Sob o sol escaldante do Rio 40 graus, na tarde do dia mais quente do ano na cidade, Isaquias Queiroz cruza a Lagoa Rodrigo de Freitas. Os braços fortes conduzem o canoísta do Flamengo enquanto um sonho o motiva dia a dia rumo a um destino bem mais distante dali: Tóquio-2020. O que move o baiano é a missão de realizar o desejo do seu grande mentor, o espanhol Jesus Morlán, que revolucionou a canoagem brasileira e morreu no dia 11 de novembro de 2018, aos 52 anos, após travar uma batalha contra um tumor no cérebro.
"Jesus sabia que a gente iria para Tóquio brigar por mais duas medalhas, que seriam duas provas. Seria a 10ª medalha dele. Era o sonho dele", conta Isaquias. Em agosto, o baiano de Ubaitaba disputou o Mundial de Szeged, na Hungria, quando foi ouro no C1 1000m e bronze no C2 1000m ao lado de Erlon de Souza, garantindo as vagas brasileiras para Tóquio. "A gente não está sob pressão, mas a gente está treinando pesado para chegar lá e realizar o sonho dele. É uma promessa que a gente tem com a família dele, independentemente das cores", completa.
O espanhol deixou um planejamento de treino até Tóquio-2020 e o canoísta destaca o trabalho do atual técnico, Lauro Souza, dando continuidade ao legado de Jesus. Jesus Morlán chegou ao Brasil em 2013, contratado pelo Comitê Olímpico do Brasil. Comandando um projeto em Lagoa Santa (MG), o técnico ajudou a transformar Isaquias no maior medalhista do país numa edição dos Jogos, com duas pratas (uma em parceria com Erlon de Souza) e um bronze na Rio-2016."Ele sempre olhou para o lado do atleta. Quando ele chegou ao Brasil, ele pensou: 'Depois que você ganhar três medalhas no Rio, vai chover de patrocinador para você'. Depois que ganhamos três medalhas, ele falou: 'Ganhamos três medalhas e não mudou nada'. Eu falei: 'A gente está no Brasil, né?'. O objetivo dele sempre foi a gente, eu e Erlon, conquistar a nossas coisas", lembra.

§ **Itens de um conjunto de dados**
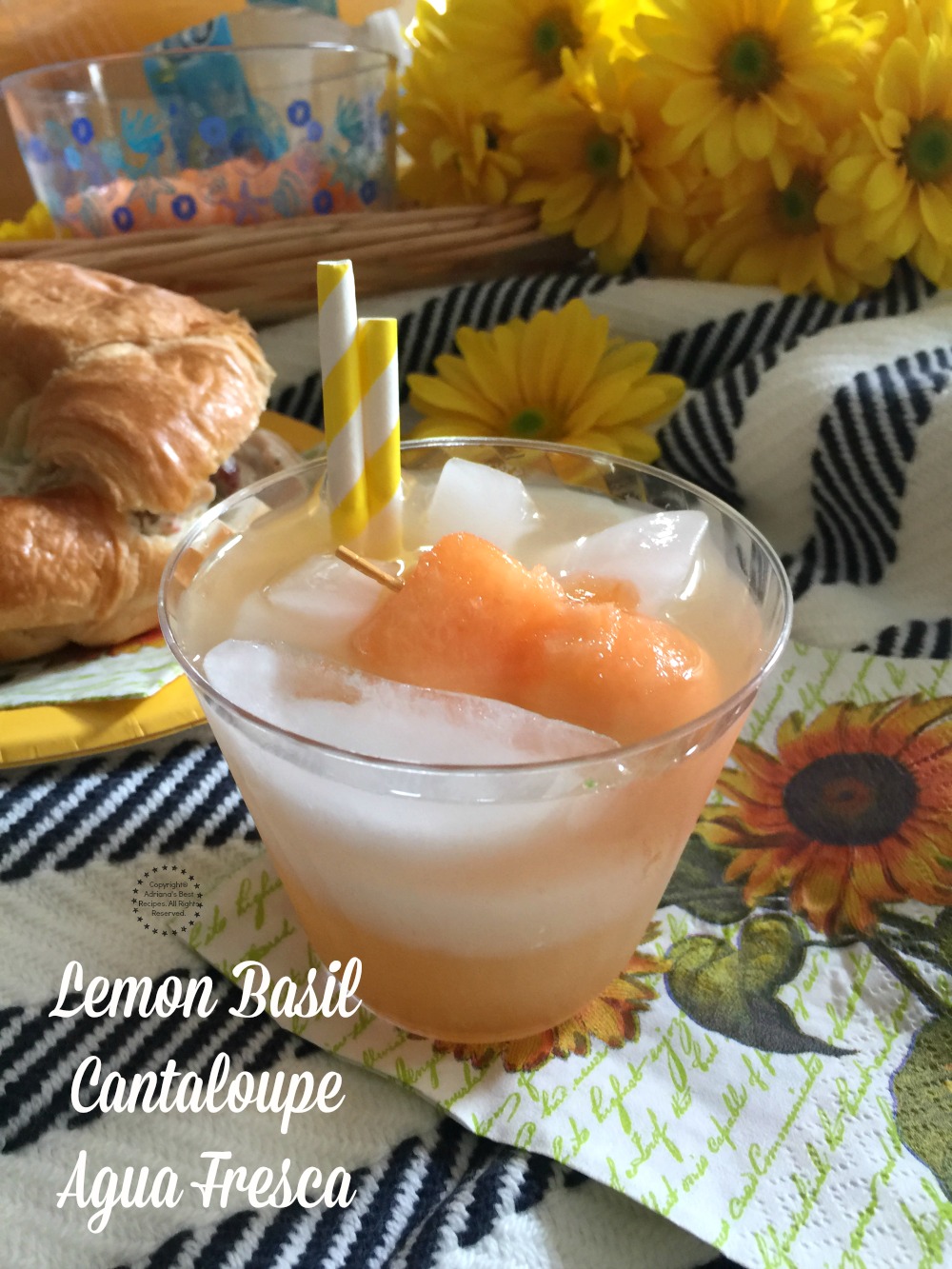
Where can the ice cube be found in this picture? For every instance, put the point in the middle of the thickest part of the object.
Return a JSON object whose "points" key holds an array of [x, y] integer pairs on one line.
{"points": [[323, 601], [327, 591], [659, 553], [470, 498], [326, 701]]}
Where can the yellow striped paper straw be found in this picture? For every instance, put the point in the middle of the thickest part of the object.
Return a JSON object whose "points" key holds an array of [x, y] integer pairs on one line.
{"points": [[380, 391], [341, 374]]}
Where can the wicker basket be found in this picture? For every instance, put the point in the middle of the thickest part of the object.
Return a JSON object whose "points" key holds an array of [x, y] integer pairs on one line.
{"points": [[267, 270]]}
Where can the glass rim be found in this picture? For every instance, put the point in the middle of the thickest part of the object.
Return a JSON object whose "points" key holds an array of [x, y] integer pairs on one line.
{"points": [[375, 61], [624, 753]]}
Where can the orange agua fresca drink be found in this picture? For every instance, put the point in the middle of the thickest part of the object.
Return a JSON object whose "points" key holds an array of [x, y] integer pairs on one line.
{"points": [[480, 783]]}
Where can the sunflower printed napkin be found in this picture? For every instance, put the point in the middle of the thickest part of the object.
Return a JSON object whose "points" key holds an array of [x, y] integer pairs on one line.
{"points": [[773, 1067]]}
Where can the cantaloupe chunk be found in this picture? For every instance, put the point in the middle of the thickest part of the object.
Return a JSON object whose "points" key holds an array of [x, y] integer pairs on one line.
{"points": [[470, 618]]}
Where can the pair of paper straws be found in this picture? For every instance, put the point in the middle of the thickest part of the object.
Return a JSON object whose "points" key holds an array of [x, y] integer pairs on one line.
{"points": [[361, 415]]}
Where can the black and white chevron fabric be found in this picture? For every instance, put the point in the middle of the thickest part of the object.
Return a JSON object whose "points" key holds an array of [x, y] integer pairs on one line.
{"points": [[830, 427]]}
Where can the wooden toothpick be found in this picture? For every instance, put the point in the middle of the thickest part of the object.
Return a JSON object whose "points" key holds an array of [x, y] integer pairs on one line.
{"points": [[369, 570]]}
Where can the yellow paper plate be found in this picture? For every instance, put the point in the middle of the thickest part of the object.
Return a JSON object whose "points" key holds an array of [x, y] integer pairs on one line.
{"points": [[46, 734]]}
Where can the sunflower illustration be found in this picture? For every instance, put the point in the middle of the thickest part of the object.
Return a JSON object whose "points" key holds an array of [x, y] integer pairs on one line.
{"points": [[852, 812], [556, 377], [611, 1018]]}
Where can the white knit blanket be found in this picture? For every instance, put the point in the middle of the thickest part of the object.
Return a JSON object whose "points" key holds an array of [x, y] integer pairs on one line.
{"points": [[830, 427]]}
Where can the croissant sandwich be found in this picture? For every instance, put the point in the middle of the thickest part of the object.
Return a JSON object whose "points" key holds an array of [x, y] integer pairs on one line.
{"points": [[125, 410]]}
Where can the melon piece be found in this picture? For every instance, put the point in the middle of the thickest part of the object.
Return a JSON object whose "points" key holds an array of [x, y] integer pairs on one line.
{"points": [[472, 620]]}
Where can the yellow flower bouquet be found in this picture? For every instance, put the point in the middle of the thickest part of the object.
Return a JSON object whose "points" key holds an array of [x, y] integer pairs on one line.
{"points": [[803, 144]]}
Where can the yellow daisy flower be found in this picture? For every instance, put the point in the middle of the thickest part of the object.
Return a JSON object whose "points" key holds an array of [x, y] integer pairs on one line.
{"points": [[555, 377], [901, 180], [773, 236], [752, 79], [601, 160], [460, 151], [516, 50]]}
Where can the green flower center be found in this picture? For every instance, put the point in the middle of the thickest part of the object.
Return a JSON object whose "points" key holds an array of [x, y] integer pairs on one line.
{"points": [[602, 153], [851, 800], [794, 208], [554, 30], [529, 423], [927, 149], [748, 65]]}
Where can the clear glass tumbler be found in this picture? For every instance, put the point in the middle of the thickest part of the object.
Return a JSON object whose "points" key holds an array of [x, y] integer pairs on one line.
{"points": [[484, 902]]}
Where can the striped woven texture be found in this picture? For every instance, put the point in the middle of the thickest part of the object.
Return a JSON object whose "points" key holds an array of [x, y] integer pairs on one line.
{"points": [[829, 426]]}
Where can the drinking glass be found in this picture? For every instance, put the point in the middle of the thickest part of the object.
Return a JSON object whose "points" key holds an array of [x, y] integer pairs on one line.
{"points": [[484, 902]]}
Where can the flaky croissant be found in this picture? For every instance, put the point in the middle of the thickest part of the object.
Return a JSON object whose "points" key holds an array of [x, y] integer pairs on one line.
{"points": [[118, 403]]}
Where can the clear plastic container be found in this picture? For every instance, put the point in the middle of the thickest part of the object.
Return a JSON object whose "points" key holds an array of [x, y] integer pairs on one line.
{"points": [[40, 31], [200, 137]]}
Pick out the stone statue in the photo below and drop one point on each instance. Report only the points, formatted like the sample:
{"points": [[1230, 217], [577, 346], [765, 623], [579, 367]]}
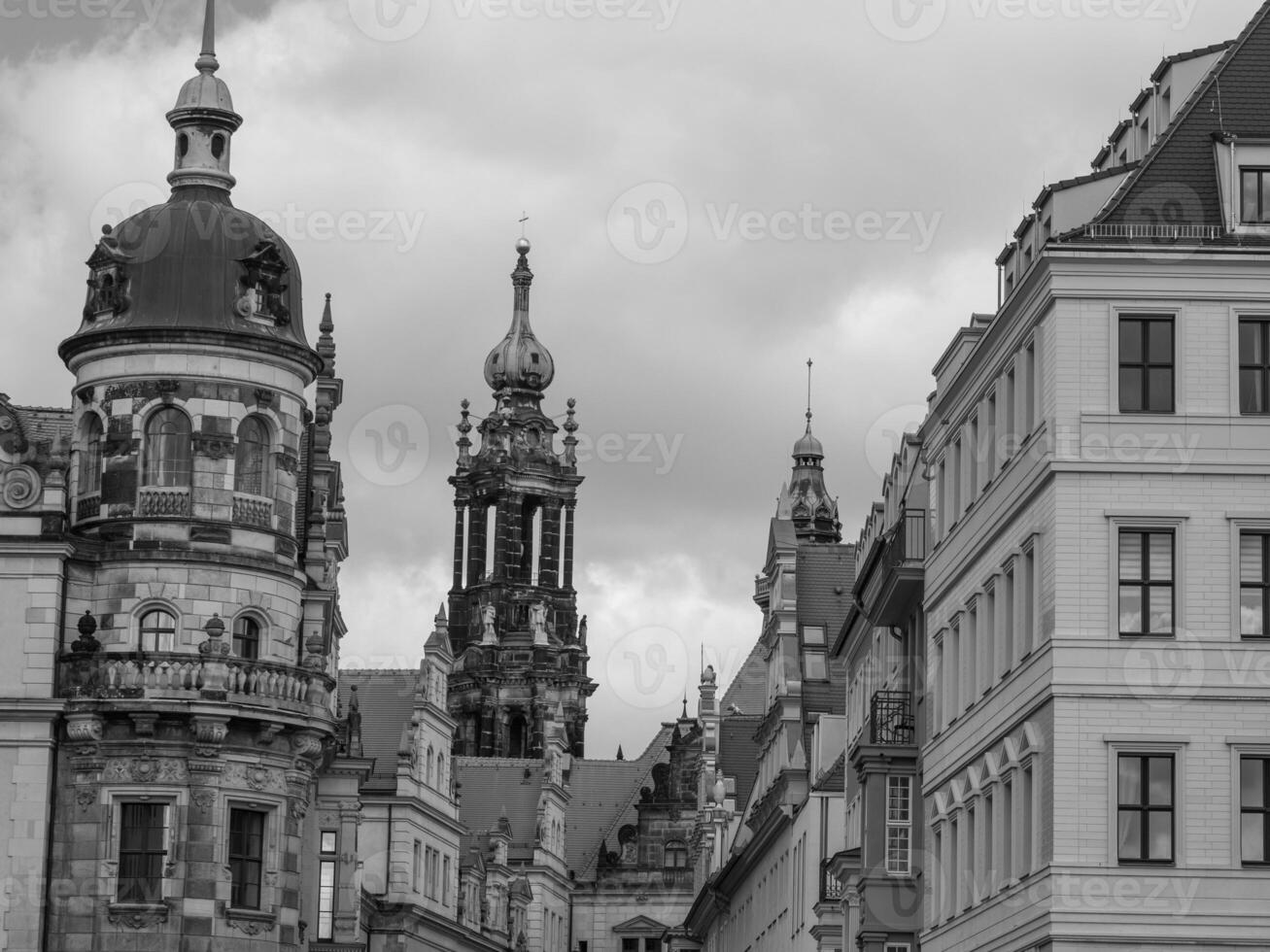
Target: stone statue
{"points": [[538, 624], [488, 615]]}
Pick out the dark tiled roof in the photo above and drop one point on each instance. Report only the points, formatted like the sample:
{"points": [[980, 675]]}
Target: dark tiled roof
{"points": [[738, 753], [748, 690], [495, 787], [1178, 174], [602, 799], [386, 702]]}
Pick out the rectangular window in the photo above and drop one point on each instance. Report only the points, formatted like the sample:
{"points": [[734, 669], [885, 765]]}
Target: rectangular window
{"points": [[247, 857], [1147, 364], [1253, 584], [1146, 809], [143, 853], [1146, 584], [900, 825], [326, 886], [1253, 365], [1254, 195], [1254, 810]]}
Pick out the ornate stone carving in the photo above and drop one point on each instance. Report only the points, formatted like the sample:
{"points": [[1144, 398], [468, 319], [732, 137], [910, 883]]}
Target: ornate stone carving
{"points": [[136, 917], [210, 732], [20, 487], [260, 289], [203, 799]]}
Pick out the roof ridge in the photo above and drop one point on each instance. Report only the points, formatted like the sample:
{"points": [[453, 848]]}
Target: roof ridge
{"points": [[630, 801], [1189, 107]]}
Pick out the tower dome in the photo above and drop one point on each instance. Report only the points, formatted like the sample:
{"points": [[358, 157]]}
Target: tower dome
{"points": [[195, 265], [520, 362]]}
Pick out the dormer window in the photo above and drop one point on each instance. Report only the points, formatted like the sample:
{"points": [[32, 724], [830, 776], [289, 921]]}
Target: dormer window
{"points": [[1254, 195]]}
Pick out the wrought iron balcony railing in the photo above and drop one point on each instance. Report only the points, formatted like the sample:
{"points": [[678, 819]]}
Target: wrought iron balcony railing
{"points": [[168, 674], [890, 719]]}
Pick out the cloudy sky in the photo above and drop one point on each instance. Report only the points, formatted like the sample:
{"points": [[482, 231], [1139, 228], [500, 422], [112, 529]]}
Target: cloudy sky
{"points": [[718, 189]]}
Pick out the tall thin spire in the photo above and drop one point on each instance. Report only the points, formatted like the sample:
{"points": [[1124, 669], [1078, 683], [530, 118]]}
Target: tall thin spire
{"points": [[809, 395], [206, 61]]}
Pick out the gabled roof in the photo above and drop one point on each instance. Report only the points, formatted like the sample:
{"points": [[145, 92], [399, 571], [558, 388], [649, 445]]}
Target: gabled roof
{"points": [[386, 702], [748, 690], [1179, 175], [603, 795]]}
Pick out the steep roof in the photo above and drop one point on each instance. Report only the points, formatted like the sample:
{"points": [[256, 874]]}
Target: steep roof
{"points": [[603, 798], [738, 753], [1178, 175], [386, 702], [748, 690]]}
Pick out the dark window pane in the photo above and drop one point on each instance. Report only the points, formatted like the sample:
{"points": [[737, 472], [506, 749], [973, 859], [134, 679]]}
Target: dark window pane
{"points": [[1250, 342], [1161, 791], [1130, 390], [1159, 342], [1130, 609], [1130, 556], [1130, 834], [1130, 781], [1159, 390], [1253, 793], [1161, 835], [1253, 838], [1130, 342]]}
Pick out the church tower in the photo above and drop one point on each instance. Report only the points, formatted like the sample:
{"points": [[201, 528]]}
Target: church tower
{"points": [[520, 648], [205, 542]]}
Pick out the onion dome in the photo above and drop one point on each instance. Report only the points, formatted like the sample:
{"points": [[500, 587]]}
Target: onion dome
{"points": [[195, 268], [520, 362]]}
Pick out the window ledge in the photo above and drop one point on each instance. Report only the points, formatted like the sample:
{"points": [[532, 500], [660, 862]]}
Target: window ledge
{"points": [[252, 922], [137, 915]]}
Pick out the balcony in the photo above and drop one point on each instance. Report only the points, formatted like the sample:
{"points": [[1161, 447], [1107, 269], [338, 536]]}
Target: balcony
{"points": [[165, 675], [253, 510], [892, 580], [890, 719], [831, 888], [87, 507], [164, 501]]}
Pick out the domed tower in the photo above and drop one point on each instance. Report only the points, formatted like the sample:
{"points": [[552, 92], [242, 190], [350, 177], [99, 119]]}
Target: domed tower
{"points": [[806, 501], [209, 528], [520, 646]]}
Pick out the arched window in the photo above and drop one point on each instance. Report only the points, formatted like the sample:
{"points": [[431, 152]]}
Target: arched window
{"points": [[168, 448], [157, 629], [251, 456], [247, 637], [675, 856], [90, 458], [518, 740]]}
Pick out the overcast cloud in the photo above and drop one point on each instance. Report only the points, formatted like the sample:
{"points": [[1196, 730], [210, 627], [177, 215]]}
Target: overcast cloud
{"points": [[716, 190]]}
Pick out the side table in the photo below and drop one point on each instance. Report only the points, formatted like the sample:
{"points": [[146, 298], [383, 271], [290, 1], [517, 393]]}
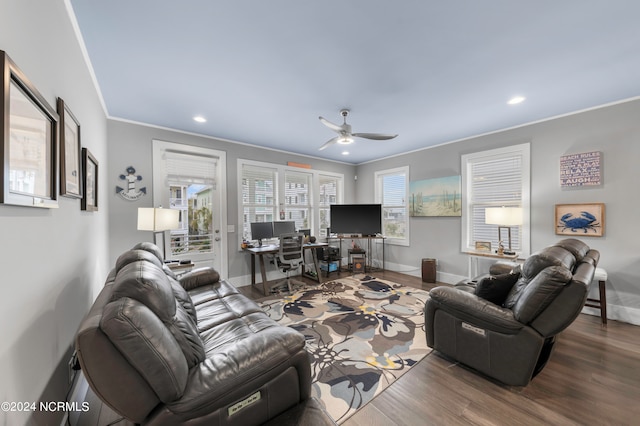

§ **ENUNCIADO DA TAREFA**
Transcreva a parte do trecho sobre Isaquias Queiroz que começa nas palavras "Sob o sol escaldante" e termina depois de "tumor no cérebro.". Os registros não têm relação com o trecho.

§ **TAREFA CONCLUÍDA**
Sob o sol escaldante do Rio 40 graus, na tarde do dia mais quente do ano na cidade, Isaquias Queiroz cruza a Lagoa Rodrigo de Freitas. Os braços fortes conduzem o canoísta do Flamengo enquanto um sonho o motiva dia a dia rumo a um destino bem mais distante dali: Tóquio-2020. O que move o baiano é a missão de realizar o desejo do seu grande mentor, o espanhol Jesus Morlán, que revolucionou a canoagem brasileira e morreu no dia 11 de novembro de 2018, aos 52 anos, após travar uma batalha contra um tumor no cérebro.